> Listed entries
········
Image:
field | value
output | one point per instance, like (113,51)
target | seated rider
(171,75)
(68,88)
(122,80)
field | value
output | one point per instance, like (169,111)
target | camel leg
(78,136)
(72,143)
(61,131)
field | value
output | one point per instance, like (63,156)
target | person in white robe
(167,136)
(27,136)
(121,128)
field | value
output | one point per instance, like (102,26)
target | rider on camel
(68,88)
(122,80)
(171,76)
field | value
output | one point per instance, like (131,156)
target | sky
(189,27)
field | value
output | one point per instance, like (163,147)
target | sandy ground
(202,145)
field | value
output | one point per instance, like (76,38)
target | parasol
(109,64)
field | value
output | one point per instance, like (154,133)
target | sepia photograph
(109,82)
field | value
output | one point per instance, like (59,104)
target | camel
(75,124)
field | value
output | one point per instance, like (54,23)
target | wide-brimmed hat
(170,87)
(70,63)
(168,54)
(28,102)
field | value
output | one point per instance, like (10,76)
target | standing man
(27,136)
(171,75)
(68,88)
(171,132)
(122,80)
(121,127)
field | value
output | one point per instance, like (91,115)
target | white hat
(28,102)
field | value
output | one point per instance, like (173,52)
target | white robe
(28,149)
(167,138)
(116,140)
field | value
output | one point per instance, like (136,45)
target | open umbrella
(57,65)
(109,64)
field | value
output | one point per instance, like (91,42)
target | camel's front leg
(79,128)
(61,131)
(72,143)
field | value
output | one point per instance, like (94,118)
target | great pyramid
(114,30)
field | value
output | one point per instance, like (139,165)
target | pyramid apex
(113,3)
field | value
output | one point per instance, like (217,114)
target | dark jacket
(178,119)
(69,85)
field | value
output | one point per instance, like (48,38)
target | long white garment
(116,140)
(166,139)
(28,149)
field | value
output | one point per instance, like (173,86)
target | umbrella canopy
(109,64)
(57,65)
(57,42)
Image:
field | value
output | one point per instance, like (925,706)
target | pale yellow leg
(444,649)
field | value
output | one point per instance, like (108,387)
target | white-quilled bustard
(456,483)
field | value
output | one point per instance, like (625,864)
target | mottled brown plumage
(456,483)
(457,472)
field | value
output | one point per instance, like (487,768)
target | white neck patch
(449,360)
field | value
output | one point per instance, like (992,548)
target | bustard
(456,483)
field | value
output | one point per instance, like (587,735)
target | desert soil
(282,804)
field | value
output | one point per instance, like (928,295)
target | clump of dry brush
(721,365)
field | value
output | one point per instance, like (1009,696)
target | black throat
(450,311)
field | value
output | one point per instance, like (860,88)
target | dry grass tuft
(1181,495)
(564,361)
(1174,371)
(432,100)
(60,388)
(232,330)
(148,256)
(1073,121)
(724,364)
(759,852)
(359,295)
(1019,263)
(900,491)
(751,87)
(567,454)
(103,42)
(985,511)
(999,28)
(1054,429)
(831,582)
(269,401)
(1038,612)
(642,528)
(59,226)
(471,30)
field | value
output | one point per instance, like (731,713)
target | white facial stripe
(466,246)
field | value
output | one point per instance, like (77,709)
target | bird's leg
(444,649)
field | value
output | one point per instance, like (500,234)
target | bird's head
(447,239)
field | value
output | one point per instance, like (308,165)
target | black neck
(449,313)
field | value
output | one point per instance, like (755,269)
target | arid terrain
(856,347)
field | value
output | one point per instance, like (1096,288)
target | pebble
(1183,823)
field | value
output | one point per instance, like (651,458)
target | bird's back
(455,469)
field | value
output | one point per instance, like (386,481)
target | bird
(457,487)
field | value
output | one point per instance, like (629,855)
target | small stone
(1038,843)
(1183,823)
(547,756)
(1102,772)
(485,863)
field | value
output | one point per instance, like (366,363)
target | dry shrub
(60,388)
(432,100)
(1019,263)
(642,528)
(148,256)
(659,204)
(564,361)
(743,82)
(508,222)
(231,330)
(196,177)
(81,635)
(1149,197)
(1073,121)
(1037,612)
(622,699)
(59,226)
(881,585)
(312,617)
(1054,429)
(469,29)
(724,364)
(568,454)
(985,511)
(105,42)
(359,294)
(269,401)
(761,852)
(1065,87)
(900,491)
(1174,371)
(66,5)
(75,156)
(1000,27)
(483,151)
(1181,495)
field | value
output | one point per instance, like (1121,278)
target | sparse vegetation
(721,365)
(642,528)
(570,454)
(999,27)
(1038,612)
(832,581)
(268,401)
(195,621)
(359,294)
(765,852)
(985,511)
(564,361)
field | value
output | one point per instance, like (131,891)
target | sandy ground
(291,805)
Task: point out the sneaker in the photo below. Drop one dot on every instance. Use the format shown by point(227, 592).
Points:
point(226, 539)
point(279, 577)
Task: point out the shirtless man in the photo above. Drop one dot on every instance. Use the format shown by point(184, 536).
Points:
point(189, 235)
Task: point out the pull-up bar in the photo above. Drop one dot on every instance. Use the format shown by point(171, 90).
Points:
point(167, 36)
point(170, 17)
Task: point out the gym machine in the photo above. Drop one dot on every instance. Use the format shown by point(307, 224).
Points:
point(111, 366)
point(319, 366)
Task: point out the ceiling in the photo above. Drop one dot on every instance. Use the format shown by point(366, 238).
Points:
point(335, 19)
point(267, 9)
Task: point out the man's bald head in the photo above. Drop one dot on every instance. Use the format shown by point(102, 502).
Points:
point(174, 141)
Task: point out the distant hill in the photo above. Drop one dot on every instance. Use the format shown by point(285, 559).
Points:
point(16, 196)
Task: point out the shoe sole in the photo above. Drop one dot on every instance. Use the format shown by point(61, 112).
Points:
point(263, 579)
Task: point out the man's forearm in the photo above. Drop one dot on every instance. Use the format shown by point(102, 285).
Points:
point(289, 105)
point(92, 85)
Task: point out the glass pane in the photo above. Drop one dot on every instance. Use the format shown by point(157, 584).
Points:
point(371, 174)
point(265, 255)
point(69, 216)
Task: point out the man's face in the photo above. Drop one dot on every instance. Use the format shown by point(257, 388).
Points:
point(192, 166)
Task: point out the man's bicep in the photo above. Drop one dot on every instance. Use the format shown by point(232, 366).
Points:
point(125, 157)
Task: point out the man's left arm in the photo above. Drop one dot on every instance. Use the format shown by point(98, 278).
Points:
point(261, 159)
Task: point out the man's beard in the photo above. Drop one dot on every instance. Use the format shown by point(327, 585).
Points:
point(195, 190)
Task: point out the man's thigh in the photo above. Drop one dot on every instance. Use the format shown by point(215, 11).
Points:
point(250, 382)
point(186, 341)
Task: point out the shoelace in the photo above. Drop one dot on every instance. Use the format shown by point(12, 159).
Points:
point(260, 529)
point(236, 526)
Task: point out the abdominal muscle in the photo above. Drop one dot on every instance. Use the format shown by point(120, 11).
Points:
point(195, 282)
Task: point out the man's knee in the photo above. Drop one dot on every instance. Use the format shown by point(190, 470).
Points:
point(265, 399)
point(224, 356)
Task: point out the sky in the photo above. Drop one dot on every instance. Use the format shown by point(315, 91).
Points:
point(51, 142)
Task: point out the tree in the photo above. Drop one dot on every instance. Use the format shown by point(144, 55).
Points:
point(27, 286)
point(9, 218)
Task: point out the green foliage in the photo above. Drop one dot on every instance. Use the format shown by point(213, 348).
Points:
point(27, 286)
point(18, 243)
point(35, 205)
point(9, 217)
········
> What you should do
Set down all of the records shown above once more, exactly.

> Answer to the problem
Image:
field | value
output | one point per instance, like (113,51)
target | seated rider
(171,75)
(68,88)
(122,80)
field | value
output | one point per instance, like (169,111)
target | camel leg
(78,136)
(72,143)
(61,131)
field | value
output | one point per instance, like (63,156)
target | person in white robe
(167,136)
(27,136)
(121,128)
field | value
output | one point per instance, like (102,26)
target | rider on camel
(68,88)
(122,80)
(171,76)
field | value
output | one point per instance, like (131,156)
target | sky
(189,27)
field | value
output | one point per instance, like (163,147)
target | sandy ground
(202,145)
field | value
output | one point per instance, like (76,38)
target | parasol
(109,64)
field | value
output | one point per instance, like (154,133)
target | sepia photograph
(109,82)
field | value
output | one point per instance, like (59,104)
target | camel
(75,124)
field | value
output | one point per instance, like (54,23)
target | wide-brimmed hat
(170,87)
(70,63)
(168,54)
(28,102)
field | value
output | one point per instance, like (10,76)
target | standing man
(27,136)
(171,75)
(68,88)
(171,132)
(122,80)
(121,127)
field | value
output | one point per instance, like (91,115)
target | white hat
(28,102)
field | value
output | one point per instance, like (173,52)
target | white robe
(28,149)
(167,138)
(116,140)
field | value
output | one point per instance, like (136,45)
target | open umbrella
(57,65)
(109,64)
field | value
output | one point per instance, like (91,42)
target | camel's front leg
(79,128)
(61,131)
(72,143)
field | value
output | one point per instance, like (94,118)
target | great pyramid
(114,30)
field | value
output | one point per instance, like (139,165)
target | pyramid apex
(113,3)
field | value
output | one point per instance, like (217,114)
target | dark jacket
(178,119)
(69,85)
field | value
output | one point per instance, like (48,38)
target | long white garment
(116,140)
(166,139)
(28,149)
field | value
output | one point per instance, like (173,86)
target | umbrella canopy
(109,64)
(57,65)
(57,42)
Image:
field | value
output | one point per instance, like (925,706)
target | pale yellow leg
(444,649)
field | value
output | one point per instance, like (108,387)
target | white-quilled bustard
(456,483)
field | value
output | one point per instance, like (625,864)
target | mottled brown plumage
(456,483)
(457,472)
field | value
output | one point per instance, like (487,768)
target | white neck patch
(449,360)
field | value
output | one point per instance, like (992,548)
target | bustard
(456,483)
field | value
output | one point per instance, like (587,735)
target | desert soil
(282,804)
field | value
output | one point per instance, like (928,295)
target | clump of dry brush
(721,365)
field | value
output | one point per instance, like (1009,696)
target | black throat
(450,311)
field | value
output | one point per instance, like (860,88)
target | dry grass tuft
(1181,495)
(564,361)
(1174,371)
(432,100)
(60,388)
(232,330)
(148,256)
(1073,121)
(724,364)
(759,852)
(359,295)
(1019,263)
(900,491)
(751,87)
(567,454)
(103,42)
(985,511)
(999,28)
(1054,429)
(831,582)
(269,401)
(1038,612)
(642,528)
(59,226)
(471,30)
field | value
output | one point per instance, like (731,713)
target | white facial stripe
(466,246)
field | value
output | one point per instance, like (77,709)
target | bird's leg
(444,649)
field | value
output | one point per instance, like (500,234)
target | bird's head
(447,239)
field | value
output | one point per instance, like (308,165)
target | black neck
(449,313)
field | value
output | one point per instance, like (755,269)
target | arid terrain
(856,347)
field | value
output | one point per instance, like (1096,288)
target | pebble
(1183,823)
field | value
output | one point per instance, like (651,458)
target | bird's back
(455,469)
field | value
output | one point per instance, like (386,481)
target | bird
(457,487)
field | value
output | one point per instance, like (629,855)
target | small stone
(1038,843)
(1183,823)
(547,756)
(1102,772)
(485,863)
field | value
output | one point per instance, like (366,363)
target | dry shrub
(60,388)
(432,100)
(1019,263)
(642,528)
(148,256)
(659,204)
(564,361)
(743,82)
(508,222)
(231,330)
(196,177)
(81,635)
(1149,197)
(1073,121)
(1037,612)
(622,699)
(59,226)
(881,585)
(312,617)
(1054,429)
(469,29)
(724,364)
(568,454)
(985,511)
(105,42)
(359,294)
(269,401)
(761,852)
(1065,87)
(900,491)
(1174,371)
(66,5)
(75,156)
(1000,27)
(483,151)
(1181,495)
field | value
output | one point per instance, like (1121,278)
target | sparse vegetation
(721,365)
(642,528)
(570,454)
(999,27)
(1038,612)
(832,581)
(268,401)
(195,621)
(359,294)
(765,852)
(985,511)
(564,361)
field | value
output | one point per instance, like (131,891)
target | sandy ground
(291,805)
Task: point out the sneaker in the photo below. Drop one dot on every instance. Use the format shown by point(227, 592).
Points:
point(226, 539)
point(279, 577)
Task: point out the shirtless man in the photo above. Drop one dot on every instance. Use the format shown by point(184, 536).
Points:
point(189, 235)
Task: point out the pull-up bar in the photo above. Drop one dot on every instance. Use the format shown by point(171, 90).
Points:
point(167, 36)
point(170, 17)
Task: point out the gym machine in the photo above. Drop one dot on every instance. Use the format shown by point(307, 224).
Points:
point(111, 366)
point(319, 366)
Task: point out the ceiling in the photo above. Drop one dot on every instance. Use the format shown by point(366, 238).
Points:
point(335, 19)
point(267, 9)
Task: point out the man's bald head in the photo above. Drop one dot on every instance. Use the format shown by point(102, 502).
Points:
point(174, 141)
Task: point out the distant hill in the photo above. Drop one dot on every instance. Use the format shown by point(285, 559).
Points:
point(16, 196)
Task: point out the shoe sole in the photo above. Drop one dot on every instance. Use the format shown by point(61, 112).
Points:
point(263, 579)
Task: point out the man's forearm in the photo above. Drop one dot on every instance. Use the format shown by point(102, 285).
Points:
point(289, 105)
point(92, 85)
Task: point out the glass pane in the photo above. Drop one dot on every instance. Use the format shown by point(157, 584).
Points:
point(371, 174)
point(265, 255)
point(69, 216)
Task: point out the man's face in the photo above. Drop one dot on every instance. Use the format shown by point(257, 388).
Points:
point(192, 166)
Task: point out the man's bicep in the photo above. Drop one dot on every instance. Use the format shown by point(232, 366).
Points:
point(125, 157)
Task: point out the man's left arm in the photo above. Drop one dot on every instance. Use the format shown by point(98, 278).
Points:
point(261, 159)
Task: point out the man's beard in the photo above. Drop one dot on every instance. Use the format shown by point(327, 585).
Points:
point(195, 190)
Task: point out the man's thigh in the photo above. Drop one dot on every instance. Use the format shown by point(215, 11).
Points:
point(250, 382)
point(186, 341)
Task: point out the shoelace in the photo above. Drop one dot on every instance. Use the format shown by point(12, 159).
Points:
point(260, 529)
point(236, 526)
Task: point out the abdominal muscle in the photo above. Drop one dot on every instance. Use the format shown by point(120, 11).
Points:
point(195, 282)
Task: point out the man's knee in the photo above. Drop one dot on every instance. Use the format shown by point(190, 470).
Points:
point(265, 399)
point(224, 356)
Task: point out the sky in the photo above. Drop one dot on every instance. Use the format shown by point(315, 91).
Points:
point(51, 142)
Task: point out the tree in the photo above. Drop one dot on every instance. Use the format shown by point(144, 55).
Points:
point(27, 286)
point(9, 218)
Task: point out the green foliage in the photo above. Drop one dot on every instance. Use the format shown by point(213, 348).
Points:
point(27, 286)
point(18, 243)
point(35, 205)
point(9, 217)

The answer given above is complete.